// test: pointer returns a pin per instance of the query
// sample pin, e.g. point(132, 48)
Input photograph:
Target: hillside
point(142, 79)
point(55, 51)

## Requirement
Having found the line that contains "e.g. point(132, 48)", set down that line and all the rest through the end of the records, exactly.

## Exercise response
// sample pin, e.g. point(132, 48)
Input photograph:
Target: hillside
point(142, 79)
point(55, 51)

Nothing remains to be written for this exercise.